══ DATA FOR THE TASK

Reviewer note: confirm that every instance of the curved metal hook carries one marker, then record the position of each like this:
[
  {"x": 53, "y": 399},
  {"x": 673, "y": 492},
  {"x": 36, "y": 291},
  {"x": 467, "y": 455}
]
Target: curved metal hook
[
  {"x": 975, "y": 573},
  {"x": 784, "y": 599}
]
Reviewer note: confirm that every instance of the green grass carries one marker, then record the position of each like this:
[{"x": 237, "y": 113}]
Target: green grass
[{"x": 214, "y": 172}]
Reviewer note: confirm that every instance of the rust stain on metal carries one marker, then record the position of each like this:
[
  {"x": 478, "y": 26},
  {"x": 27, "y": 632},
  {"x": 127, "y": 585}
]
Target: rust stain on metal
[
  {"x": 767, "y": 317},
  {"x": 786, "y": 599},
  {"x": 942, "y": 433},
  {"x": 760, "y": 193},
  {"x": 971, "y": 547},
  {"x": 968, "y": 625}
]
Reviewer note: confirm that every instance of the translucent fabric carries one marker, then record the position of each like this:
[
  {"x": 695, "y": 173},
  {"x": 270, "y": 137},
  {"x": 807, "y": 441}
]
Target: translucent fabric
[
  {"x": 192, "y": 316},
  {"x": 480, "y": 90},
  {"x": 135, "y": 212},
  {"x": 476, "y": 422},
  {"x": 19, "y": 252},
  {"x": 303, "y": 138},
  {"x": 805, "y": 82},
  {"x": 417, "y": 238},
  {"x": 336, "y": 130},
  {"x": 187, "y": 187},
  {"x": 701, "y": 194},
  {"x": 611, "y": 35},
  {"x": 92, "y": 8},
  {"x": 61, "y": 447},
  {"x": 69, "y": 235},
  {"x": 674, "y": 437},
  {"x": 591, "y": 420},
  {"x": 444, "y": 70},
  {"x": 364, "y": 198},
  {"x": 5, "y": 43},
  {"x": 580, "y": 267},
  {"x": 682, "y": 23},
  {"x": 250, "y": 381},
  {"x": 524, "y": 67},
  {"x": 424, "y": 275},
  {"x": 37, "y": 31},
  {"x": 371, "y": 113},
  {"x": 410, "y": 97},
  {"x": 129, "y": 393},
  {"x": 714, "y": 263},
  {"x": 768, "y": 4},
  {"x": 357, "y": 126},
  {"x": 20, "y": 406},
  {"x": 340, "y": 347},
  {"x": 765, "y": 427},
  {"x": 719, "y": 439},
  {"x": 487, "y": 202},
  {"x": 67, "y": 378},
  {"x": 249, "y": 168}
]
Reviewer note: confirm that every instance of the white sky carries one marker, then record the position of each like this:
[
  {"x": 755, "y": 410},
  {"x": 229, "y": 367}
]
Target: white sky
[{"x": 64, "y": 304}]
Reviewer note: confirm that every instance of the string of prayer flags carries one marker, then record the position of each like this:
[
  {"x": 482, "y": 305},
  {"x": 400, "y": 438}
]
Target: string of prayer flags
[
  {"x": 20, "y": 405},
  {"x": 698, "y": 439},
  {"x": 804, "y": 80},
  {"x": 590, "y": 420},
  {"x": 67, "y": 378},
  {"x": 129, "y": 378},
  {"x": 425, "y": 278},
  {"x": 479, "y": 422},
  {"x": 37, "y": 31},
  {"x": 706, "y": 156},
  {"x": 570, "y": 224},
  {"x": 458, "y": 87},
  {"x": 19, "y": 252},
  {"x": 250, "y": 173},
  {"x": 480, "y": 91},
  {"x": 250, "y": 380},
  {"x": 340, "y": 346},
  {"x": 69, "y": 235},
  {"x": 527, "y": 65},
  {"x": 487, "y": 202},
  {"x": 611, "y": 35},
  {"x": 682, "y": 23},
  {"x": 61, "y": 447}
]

════

REQUEST =>
Retype the entries one by one, exactly.

COMPLETE OUTPUT =>
Reviewer note: confirm that every instance of the curved metal hook carries one marker, then record the position of each like this:
[
  {"x": 53, "y": 399},
  {"x": 673, "y": 492},
  {"x": 36, "y": 291},
  {"x": 467, "y": 455}
]
Target: curved metal hook
[
  {"x": 975, "y": 573},
  {"x": 784, "y": 599}
]
Reviewer note: confirm that every instance of the green grass carries one marker, then record the position of each like this:
[{"x": 237, "y": 113}]
Target: green grass
[{"x": 214, "y": 172}]
Reviewer note: confirm that every instance of the rust stain on metal carries one marker, then record the position of each like this:
[
  {"x": 478, "y": 26},
  {"x": 27, "y": 632},
  {"x": 127, "y": 585}
]
Target: rust stain on metal
[
  {"x": 767, "y": 317},
  {"x": 786, "y": 599},
  {"x": 942, "y": 433},
  {"x": 760, "y": 193},
  {"x": 971, "y": 547},
  {"x": 968, "y": 625}
]
Reviewer note: confirm that every instance of the translucent fabric carries one marker, then record the position of each like this:
[
  {"x": 695, "y": 173},
  {"x": 270, "y": 137},
  {"x": 807, "y": 441}
]
Target: translucent fabric
[
  {"x": 192, "y": 316},
  {"x": 480, "y": 90},
  {"x": 135, "y": 212},
  {"x": 476, "y": 422},
  {"x": 19, "y": 252},
  {"x": 303, "y": 138},
  {"x": 805, "y": 82},
  {"x": 417, "y": 238},
  {"x": 336, "y": 130},
  {"x": 187, "y": 187},
  {"x": 701, "y": 194},
  {"x": 611, "y": 35},
  {"x": 92, "y": 8},
  {"x": 61, "y": 447},
  {"x": 69, "y": 235},
  {"x": 674, "y": 437},
  {"x": 591, "y": 420},
  {"x": 444, "y": 70},
  {"x": 364, "y": 198},
  {"x": 5, "y": 43},
  {"x": 580, "y": 267},
  {"x": 682, "y": 23},
  {"x": 250, "y": 381},
  {"x": 524, "y": 67},
  {"x": 424, "y": 275},
  {"x": 37, "y": 31},
  {"x": 371, "y": 113},
  {"x": 410, "y": 97},
  {"x": 129, "y": 393},
  {"x": 714, "y": 263},
  {"x": 768, "y": 4},
  {"x": 357, "y": 126},
  {"x": 20, "y": 406},
  {"x": 340, "y": 347},
  {"x": 765, "y": 427},
  {"x": 719, "y": 439},
  {"x": 487, "y": 202},
  {"x": 67, "y": 378},
  {"x": 249, "y": 168}
]
Reviewer note: confirm that every instance of the white sky carries one marker, then record the position of each like this:
[
  {"x": 755, "y": 410},
  {"x": 229, "y": 367}
]
Target: white sky
[{"x": 64, "y": 304}]
Reviewer note: confirm that every instance of the string of prayer flags carries one marker, then record the position of each like this:
[
  {"x": 482, "y": 305},
  {"x": 400, "y": 438}
]
Target: string of prayer flags
[
  {"x": 20, "y": 405},
  {"x": 698, "y": 439},
  {"x": 804, "y": 80},
  {"x": 590, "y": 420},
  {"x": 67, "y": 378},
  {"x": 129, "y": 378},
  {"x": 425, "y": 278},
  {"x": 479, "y": 422},
  {"x": 37, "y": 31},
  {"x": 706, "y": 156},
  {"x": 570, "y": 224},
  {"x": 458, "y": 87},
  {"x": 19, "y": 252},
  {"x": 250, "y": 173},
  {"x": 480, "y": 91},
  {"x": 250, "y": 380},
  {"x": 340, "y": 346},
  {"x": 69, "y": 235},
  {"x": 527, "y": 65},
  {"x": 487, "y": 202},
  {"x": 611, "y": 35},
  {"x": 682, "y": 23},
  {"x": 61, "y": 447}
]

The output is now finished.